▶ Challenge: Convert the stretch of rows below that opens with the line containing "In this exercise you will mark every instance of the soccer" and closes with the line containing "<point>207,296</point>" into a numbered list, omitting any blank lines. Include both of those lines and no other rows.

▶ Source data:

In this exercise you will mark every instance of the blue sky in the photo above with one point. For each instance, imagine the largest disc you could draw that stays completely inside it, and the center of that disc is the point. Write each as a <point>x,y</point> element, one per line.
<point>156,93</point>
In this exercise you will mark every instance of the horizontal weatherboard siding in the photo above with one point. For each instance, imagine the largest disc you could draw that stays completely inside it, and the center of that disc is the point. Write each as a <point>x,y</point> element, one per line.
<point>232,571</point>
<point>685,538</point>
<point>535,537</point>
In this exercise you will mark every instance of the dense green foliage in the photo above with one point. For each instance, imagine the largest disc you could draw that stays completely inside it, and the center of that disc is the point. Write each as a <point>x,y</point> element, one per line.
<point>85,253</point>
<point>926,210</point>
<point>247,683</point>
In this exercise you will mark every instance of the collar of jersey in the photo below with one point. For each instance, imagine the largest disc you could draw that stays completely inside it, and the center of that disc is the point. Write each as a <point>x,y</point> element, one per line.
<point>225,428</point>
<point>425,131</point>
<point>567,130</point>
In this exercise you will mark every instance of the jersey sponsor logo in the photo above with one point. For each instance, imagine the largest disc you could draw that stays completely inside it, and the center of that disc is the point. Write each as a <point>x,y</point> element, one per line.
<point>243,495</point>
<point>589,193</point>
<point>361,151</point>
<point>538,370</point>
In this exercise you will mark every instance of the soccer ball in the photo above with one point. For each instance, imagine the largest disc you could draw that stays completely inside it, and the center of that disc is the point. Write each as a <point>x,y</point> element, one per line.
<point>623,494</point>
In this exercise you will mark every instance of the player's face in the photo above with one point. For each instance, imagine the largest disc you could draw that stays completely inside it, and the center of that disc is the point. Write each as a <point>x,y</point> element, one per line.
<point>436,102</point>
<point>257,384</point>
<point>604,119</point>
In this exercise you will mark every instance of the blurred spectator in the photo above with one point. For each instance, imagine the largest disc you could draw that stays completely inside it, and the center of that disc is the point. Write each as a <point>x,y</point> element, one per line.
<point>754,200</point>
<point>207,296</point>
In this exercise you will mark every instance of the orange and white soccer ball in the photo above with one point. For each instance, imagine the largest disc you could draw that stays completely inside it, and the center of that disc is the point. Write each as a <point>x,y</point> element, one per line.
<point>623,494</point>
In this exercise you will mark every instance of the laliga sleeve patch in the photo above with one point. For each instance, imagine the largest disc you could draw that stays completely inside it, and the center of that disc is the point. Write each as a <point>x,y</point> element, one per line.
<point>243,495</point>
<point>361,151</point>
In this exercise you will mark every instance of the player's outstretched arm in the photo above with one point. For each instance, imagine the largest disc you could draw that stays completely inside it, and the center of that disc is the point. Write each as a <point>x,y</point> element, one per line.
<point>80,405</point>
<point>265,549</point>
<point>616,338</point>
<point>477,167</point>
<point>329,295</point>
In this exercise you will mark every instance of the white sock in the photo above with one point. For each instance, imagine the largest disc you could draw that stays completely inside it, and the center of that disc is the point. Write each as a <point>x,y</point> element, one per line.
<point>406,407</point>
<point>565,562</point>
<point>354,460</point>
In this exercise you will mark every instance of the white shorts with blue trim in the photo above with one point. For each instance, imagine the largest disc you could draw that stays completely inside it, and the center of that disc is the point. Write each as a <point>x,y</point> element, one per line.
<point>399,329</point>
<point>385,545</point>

▶ Solution to the exercise:
1. In this exercise you will mark every instance of the soccer ball in the photo above with one point. For each instance, imagine the largest disc you could draw that stays completely inside it, and the center of that disc is the point. Write each as a <point>x,y</point> element, one per line.
2. <point>623,494</point>
3. In this exercise you will mark every instance of the player's face in the photo above with one point. For each instance, imagine the largest disc you could draw that stays completely inside it, and the center of that disc is the point. Write each as a <point>x,y</point> element, one per line.
4. <point>436,102</point>
5. <point>257,384</point>
6. <point>604,119</point>
7. In this exercise you will mark every instance of the blurred spectator in the photo above with one point. For each instance, imagine the largest disc you could draw that stays completely inside it, and the center of that disc is the point. Write each as a <point>x,y</point> element, one per line.
8. <point>754,200</point>
9. <point>207,296</point>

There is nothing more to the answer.